[[ DOCUMENT PASSAGE, beginning ]]

USA’s Olympic silver medallist Kenny Bednarek raced to a dominant win in the men’s non-Diamond League 200m, clocking a season’s best of 20.01 (-0.1m/s) ahead of South Africa’s Luxolo Adams (20.33) and Filippo Tortu (20.40), who anchored the Italian 4x100m team to victory at the Tokyo Olympics.
The men’s 3000m race walk was won by Italy’s Francesco Fortunato in 10:57.77 from Gianluca Picchiottino in 10:59.91. The event was held to celebrate Massimo Stano and his Olympic 20km race walk win in Tokyo and the 30-year-old charged to third place in 11:06.15, to big cheers from the Stadio Olimpico crowd.
Ceh continues to impress
Slovenia’s European U23 discus champion Kristjan Ceh continued his superb season with a meeting record-breaking throw of 70.72m to achieve his third Diamond League victory of the year. After his world-leading national and Diamond League record of 71.27m in Birmingham, the 23-year-old threw 69.68m in Rabat on Sunday and again faced a strong field in Rome featuring all three Tokyo Olympic medallists.
Holding his nerve, he improved the 12-year-old meeting record three times, first with 69.06m, then 69.71m and again with 70.72m in the final round, after encouraging the crowd to clap along in support. Those claps soon turned to fierce cheers as the final distance was confirmed, as he added almost two metres to the meeting record set by Poland’s 2015 world champion Piotr Malachowski in 2010. Ceh also came close to that mark with his third-round 68.76m.

[[ DOCUMENT PASSAGE, end ]]

> _WORK ORDER 1_
Using the athletics report, say whether each statement agrees with it. Answer yes or no and quote the words that decide it.
(a) Bednarek's 200m time was a season's best.
(b) Massimo Stano won the men's 3000m race walk.
(c) The earlier meeting record in the discus belonged to Piotr Malachowski.
> _WORK ORDER 2_
Answer these questions from the athletics report.
(a) Who took second place in the men's 3000m race walk?
(b) How far did Ceh throw in Rabat?
(c) What distance did Ceh reach in the third round in Rome?
> _WORK ORDER 3_
Pick up the athletics report after its last sentence and keep writing it.

[[ DATA EXCERPTS, beginning ]]

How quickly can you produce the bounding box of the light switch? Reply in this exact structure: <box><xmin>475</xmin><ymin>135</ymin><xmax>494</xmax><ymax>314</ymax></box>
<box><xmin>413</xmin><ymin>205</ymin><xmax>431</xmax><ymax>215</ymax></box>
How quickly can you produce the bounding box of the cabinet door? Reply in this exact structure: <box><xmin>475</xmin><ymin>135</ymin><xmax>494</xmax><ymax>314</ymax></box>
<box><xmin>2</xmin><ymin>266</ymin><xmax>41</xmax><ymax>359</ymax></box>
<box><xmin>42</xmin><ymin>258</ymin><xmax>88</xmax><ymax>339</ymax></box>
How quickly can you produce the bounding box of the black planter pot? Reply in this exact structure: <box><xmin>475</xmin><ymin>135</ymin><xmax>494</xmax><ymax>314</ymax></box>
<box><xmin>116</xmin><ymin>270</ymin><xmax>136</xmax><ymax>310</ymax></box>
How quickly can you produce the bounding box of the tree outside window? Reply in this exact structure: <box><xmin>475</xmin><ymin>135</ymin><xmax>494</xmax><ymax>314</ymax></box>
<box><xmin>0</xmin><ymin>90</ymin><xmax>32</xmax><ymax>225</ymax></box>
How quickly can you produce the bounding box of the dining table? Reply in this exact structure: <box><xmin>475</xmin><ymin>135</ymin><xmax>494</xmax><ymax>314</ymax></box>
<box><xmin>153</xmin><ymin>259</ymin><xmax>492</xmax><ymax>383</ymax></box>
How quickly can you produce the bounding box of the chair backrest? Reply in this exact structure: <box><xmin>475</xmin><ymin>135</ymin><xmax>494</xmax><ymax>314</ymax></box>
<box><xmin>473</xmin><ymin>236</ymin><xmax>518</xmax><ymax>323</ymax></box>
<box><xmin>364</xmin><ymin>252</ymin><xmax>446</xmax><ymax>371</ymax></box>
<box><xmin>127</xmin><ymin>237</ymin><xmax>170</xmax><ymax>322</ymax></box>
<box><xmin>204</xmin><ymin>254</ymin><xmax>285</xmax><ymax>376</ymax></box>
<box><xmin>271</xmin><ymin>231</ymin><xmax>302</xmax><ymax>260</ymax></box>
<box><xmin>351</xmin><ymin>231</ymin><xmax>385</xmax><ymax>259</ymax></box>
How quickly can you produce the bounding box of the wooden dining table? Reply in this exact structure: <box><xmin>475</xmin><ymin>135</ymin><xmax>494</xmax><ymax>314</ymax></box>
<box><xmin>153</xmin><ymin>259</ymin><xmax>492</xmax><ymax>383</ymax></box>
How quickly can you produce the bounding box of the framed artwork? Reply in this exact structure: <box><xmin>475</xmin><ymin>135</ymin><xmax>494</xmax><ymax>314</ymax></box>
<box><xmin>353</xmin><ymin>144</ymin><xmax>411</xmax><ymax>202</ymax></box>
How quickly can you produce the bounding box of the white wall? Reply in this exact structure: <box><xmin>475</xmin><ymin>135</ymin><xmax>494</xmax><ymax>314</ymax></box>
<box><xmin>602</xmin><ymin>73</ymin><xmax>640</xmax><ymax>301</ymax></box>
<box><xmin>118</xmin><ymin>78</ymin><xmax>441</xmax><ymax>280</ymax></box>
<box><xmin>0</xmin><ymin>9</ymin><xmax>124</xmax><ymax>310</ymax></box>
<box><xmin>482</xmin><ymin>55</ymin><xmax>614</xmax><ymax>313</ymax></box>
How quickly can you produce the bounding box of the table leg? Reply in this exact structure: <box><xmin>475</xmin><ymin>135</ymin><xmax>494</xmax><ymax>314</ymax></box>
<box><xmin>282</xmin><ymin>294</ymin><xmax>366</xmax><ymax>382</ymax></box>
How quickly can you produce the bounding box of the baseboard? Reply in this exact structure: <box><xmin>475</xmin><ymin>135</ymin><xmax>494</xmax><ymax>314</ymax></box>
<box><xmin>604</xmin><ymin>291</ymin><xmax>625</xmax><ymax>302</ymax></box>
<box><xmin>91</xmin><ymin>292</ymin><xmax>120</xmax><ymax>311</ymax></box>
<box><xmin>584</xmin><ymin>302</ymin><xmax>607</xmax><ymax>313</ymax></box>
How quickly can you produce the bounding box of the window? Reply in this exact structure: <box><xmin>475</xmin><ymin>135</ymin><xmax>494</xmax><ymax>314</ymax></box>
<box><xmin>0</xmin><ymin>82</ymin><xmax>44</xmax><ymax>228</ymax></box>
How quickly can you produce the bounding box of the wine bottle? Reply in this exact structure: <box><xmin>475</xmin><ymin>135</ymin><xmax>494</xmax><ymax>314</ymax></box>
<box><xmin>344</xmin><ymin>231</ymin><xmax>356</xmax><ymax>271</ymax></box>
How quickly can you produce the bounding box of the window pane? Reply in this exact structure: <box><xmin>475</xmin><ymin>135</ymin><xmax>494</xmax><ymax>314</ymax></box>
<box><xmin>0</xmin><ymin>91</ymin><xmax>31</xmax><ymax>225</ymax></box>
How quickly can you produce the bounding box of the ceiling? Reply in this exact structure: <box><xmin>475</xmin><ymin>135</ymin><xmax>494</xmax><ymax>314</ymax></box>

[[ DATA EXCERPTS, end ]]

> _TASK RESULT 1_
(a) Yes: "clocking a season’s best of 20.01"
(b) No: "the 30-year-old charged to third place in 11:06.15"
(c) Yes: "the meeting record set by Poland’s 2015 world champion Piotr Malachowski in 2010"

> _TASK RESULT 2_
(a) Gianluca Picchiottino
(b) 69.68m
(c) 68.76m

> _TASK RESULT 3_
Austria’s Lukas Weisshaidinger ended up being his closest challenger, throwing 68.30m in the fifth round, while Sweden’s Olympic and world champion Daniel Stahl was third with 65.87m from his third throw.
“Every competition it is getting better and better, so it is a good result here today,” said Ceh. “Having competed against the three medallists from the Olympic Games does not make me more nervous than usual, because I am always nervous before every competition. My first throw showed that, but I tried to focus on my technique and avoid added pressure.”
Kristjan Ceh continues his win streak in the discus at the Wanda Diamond League in Rome (© Matthew Quine / Diamond League AG)
USA’s two-time world champion Joe Kovacs took command in the men’s shot put, throwing 21.85m in the third round for a lead he wouldn’t relinquish. There was a close battle for the runner-up spot, with Croatia’s 2016 world indoor bronze medallist Filip Mihaljevic throwing a season’s best of 21.18m in the fourth round, Poland’s Konrad Bukowiecki matching that mark in the fifth and Brazil’s world indoor champion Darlan Romani recording 21.15m.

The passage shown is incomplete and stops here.